_WHAT YOU NEED TO DO_: Below are the records. Restate word for word every line from the one that contains "Put a dot on each instance of the shop" through the final line, both included.

_EXERCISE DATA_:
[start]
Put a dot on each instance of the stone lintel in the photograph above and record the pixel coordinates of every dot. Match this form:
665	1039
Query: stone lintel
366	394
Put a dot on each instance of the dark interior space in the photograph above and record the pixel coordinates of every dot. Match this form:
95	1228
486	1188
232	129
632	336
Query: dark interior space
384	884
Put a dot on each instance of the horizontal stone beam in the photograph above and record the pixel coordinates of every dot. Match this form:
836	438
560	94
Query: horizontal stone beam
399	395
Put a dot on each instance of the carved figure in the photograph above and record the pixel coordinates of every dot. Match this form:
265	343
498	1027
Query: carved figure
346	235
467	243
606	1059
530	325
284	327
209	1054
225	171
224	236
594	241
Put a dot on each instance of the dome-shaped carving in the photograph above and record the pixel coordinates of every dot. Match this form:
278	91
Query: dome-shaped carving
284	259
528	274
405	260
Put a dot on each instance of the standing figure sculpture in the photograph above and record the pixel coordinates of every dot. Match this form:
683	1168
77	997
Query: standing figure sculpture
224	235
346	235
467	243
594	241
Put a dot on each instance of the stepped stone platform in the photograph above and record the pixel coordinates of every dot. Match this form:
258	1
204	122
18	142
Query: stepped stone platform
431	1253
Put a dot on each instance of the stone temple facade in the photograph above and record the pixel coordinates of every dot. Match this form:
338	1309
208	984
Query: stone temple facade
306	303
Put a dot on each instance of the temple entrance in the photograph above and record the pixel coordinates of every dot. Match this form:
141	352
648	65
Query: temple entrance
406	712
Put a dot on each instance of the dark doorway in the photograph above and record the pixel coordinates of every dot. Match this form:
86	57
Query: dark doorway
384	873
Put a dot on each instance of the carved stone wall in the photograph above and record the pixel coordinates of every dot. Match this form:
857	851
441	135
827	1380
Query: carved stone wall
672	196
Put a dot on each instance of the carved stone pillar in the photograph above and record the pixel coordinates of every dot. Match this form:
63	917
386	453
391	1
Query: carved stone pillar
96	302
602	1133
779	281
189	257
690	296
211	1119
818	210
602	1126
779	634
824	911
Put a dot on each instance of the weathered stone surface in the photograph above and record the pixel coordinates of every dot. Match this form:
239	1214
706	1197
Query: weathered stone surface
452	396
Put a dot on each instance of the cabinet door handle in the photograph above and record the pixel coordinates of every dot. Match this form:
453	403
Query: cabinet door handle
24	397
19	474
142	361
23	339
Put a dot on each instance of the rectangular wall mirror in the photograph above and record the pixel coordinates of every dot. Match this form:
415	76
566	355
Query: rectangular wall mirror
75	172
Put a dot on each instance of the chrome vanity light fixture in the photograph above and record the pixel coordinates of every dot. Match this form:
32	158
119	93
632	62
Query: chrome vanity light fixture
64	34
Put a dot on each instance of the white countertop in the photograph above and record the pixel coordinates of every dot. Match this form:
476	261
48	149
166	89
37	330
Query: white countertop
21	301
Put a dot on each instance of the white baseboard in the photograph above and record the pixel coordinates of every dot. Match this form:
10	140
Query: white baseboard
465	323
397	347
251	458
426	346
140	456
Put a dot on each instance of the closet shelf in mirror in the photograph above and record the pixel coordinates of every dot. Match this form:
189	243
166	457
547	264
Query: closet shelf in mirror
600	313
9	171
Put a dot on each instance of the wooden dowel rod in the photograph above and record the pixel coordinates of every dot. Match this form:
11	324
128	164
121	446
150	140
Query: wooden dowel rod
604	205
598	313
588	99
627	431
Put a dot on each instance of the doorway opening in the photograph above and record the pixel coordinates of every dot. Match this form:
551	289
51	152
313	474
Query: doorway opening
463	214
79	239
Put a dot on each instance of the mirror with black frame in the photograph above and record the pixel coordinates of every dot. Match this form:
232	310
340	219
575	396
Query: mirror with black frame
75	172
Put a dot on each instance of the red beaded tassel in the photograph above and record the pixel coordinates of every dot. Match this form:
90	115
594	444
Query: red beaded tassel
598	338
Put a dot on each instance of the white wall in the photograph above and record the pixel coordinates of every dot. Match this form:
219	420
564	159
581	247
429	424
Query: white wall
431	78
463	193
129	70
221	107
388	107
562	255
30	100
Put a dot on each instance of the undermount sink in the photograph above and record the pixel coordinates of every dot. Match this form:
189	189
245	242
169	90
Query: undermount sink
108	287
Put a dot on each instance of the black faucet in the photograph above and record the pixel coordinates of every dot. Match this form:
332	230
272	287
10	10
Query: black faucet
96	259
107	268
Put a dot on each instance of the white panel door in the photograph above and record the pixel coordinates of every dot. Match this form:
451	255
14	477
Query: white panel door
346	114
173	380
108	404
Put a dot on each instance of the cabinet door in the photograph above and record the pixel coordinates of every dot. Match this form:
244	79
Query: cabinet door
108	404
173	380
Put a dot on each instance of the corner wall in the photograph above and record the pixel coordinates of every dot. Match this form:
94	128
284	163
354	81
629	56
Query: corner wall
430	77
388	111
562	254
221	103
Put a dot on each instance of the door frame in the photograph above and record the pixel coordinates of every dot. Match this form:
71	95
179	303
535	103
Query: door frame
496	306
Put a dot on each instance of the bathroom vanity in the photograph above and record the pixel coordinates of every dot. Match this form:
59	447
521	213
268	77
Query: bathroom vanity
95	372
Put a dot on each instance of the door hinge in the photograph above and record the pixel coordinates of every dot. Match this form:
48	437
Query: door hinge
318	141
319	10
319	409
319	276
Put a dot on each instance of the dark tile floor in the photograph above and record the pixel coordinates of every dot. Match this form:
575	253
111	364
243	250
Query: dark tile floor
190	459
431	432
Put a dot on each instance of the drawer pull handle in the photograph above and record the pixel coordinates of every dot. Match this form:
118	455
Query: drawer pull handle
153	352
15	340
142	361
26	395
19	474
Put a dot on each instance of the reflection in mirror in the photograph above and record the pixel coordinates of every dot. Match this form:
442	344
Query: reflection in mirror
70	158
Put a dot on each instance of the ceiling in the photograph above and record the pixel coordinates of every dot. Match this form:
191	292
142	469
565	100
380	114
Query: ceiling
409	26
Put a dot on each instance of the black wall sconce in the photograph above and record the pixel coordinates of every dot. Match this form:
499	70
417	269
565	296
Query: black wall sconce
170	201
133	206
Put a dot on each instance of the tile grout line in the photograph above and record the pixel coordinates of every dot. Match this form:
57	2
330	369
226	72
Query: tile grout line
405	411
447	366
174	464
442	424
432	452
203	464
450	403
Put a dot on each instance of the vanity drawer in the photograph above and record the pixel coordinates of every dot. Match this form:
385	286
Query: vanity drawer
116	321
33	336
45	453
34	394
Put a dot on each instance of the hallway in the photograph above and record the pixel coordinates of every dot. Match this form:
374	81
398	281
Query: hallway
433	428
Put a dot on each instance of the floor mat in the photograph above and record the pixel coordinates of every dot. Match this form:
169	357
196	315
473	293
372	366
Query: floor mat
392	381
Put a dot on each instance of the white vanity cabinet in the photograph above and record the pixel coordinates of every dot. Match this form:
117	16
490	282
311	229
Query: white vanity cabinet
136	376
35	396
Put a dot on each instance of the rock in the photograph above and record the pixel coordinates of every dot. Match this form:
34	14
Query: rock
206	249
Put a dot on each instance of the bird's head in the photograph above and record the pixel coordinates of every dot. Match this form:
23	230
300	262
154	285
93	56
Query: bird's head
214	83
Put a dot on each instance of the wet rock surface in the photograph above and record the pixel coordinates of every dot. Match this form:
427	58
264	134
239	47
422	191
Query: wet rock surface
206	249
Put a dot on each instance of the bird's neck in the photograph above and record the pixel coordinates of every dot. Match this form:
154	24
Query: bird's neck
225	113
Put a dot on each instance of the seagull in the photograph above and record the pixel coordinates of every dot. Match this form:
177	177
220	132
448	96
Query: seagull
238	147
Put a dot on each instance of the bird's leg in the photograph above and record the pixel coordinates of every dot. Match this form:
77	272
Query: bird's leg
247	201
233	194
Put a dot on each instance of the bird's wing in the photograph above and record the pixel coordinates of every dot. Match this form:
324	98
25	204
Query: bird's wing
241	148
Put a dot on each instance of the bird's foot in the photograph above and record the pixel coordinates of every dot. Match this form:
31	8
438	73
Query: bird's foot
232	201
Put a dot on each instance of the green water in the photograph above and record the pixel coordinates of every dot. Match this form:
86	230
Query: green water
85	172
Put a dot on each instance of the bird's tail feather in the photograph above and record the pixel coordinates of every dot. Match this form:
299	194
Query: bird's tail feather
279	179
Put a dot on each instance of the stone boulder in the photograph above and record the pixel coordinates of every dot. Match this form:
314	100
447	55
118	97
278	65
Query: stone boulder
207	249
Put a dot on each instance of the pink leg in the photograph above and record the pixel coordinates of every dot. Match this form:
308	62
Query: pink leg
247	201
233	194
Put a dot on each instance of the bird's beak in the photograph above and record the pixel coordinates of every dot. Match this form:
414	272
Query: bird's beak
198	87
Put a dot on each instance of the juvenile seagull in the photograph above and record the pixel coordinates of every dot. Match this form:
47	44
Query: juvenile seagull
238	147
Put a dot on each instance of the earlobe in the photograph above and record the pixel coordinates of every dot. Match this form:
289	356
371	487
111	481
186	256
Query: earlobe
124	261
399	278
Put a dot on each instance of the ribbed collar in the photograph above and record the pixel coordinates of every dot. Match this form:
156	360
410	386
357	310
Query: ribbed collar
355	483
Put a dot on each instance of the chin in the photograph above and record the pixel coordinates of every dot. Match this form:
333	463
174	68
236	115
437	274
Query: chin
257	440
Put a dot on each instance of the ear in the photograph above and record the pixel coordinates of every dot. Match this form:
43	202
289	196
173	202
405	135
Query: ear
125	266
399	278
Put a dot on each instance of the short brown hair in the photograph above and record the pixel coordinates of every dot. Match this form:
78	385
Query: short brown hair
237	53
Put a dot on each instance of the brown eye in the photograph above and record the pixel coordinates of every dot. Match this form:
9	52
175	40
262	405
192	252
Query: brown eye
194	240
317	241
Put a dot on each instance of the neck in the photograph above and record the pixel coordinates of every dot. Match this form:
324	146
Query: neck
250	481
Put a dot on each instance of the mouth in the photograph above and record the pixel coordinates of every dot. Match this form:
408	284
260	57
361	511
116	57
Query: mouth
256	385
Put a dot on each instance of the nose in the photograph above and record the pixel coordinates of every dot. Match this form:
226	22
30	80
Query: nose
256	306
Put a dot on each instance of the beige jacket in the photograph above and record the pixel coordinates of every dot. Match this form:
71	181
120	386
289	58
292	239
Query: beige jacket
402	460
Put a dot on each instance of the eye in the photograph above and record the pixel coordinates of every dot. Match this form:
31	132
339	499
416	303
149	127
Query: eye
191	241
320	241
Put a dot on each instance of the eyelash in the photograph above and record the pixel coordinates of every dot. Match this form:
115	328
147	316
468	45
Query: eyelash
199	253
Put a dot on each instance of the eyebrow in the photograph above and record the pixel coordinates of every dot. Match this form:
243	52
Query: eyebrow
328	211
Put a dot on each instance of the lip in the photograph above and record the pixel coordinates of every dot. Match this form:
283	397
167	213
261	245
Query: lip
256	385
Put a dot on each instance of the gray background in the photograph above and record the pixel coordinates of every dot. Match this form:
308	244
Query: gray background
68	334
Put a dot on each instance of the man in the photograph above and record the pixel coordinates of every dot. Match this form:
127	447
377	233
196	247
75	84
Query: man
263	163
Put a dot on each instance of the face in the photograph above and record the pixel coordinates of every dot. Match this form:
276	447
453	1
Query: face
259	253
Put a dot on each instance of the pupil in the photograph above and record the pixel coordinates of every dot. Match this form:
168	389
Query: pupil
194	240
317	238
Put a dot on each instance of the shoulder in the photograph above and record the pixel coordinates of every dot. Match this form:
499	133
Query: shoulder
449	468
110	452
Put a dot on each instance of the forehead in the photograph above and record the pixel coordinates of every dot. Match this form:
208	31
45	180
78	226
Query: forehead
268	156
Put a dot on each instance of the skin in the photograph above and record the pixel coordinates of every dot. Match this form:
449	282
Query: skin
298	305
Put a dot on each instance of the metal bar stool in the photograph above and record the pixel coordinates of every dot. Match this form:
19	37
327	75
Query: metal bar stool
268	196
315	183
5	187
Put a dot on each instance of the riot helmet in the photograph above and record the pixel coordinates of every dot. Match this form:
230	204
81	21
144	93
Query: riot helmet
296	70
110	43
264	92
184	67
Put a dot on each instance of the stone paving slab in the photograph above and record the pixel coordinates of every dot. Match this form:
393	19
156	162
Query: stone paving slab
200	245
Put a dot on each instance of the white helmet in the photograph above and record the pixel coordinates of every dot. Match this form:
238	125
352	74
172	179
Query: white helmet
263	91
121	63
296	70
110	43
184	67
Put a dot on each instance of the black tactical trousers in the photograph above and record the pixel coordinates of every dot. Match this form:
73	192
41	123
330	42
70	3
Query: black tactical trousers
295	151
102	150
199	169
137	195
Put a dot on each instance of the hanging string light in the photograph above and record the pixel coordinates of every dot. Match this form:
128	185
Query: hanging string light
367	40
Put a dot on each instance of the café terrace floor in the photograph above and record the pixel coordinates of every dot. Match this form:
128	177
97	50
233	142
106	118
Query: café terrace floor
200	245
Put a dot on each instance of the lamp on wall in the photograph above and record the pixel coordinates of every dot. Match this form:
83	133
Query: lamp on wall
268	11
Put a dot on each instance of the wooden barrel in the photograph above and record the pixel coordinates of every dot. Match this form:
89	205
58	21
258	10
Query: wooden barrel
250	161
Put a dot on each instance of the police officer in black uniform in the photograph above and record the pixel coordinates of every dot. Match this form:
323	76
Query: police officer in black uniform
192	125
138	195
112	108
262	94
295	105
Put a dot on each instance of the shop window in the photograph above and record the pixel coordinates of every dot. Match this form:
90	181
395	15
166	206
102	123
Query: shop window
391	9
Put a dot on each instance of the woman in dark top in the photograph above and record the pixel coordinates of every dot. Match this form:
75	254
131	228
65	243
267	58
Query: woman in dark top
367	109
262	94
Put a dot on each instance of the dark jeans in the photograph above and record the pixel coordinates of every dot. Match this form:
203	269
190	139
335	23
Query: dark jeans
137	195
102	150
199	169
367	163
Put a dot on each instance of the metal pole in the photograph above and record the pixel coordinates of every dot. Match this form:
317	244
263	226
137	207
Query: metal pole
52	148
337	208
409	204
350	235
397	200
[end]
_ANSWER TO THE TASK_:
Put a dot on each instance of the shop window in the photograph above and record the pixel coordinates of every dot. Match this form:
90	181
395	15
166	206
102	123
Query: shop window
391	9
Put a dot on each instance of the woman in dark top in the photograph above and record the pixel coordinates of every dot. Match this form:
75	254
131	228
65	243
267	58
Query: woman in dark top
367	109
262	94
Put a dot on each instance of the dark jeans in the photograph above and record the pixel coordinates of every dot. Match this form:
203	269
190	139
335	23
Query: dark jeans
137	195
102	150
199	169
367	163
Put a dot on each instance of the metal pole in the photograph above and record the pixel coordinates of every dot. Match this form:
317	244
263	226
137	207
Query: metal pole
52	148
337	208
409	204
350	235
397	200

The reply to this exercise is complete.